Directions
Could you recast the records below as a two-column CSV with the headers "prompt" and "answer"? Give one row per record, with the record's text and its answer each in a single quoted field and line breaks changed to spaces.

++++ Records supplied ++++

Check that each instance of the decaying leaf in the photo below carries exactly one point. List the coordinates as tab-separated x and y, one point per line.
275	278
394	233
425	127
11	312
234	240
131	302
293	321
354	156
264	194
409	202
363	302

++++

Full solution
prompt,answer
"Check that each instance of the decaying leaf in the photo below carries exactly one point. List the coordinates as tab-separated x and y, one point per line.","275	278 394	233 425	127 11	312 234	240 131	302 293	321 354	156 264	194 409	202 363	302"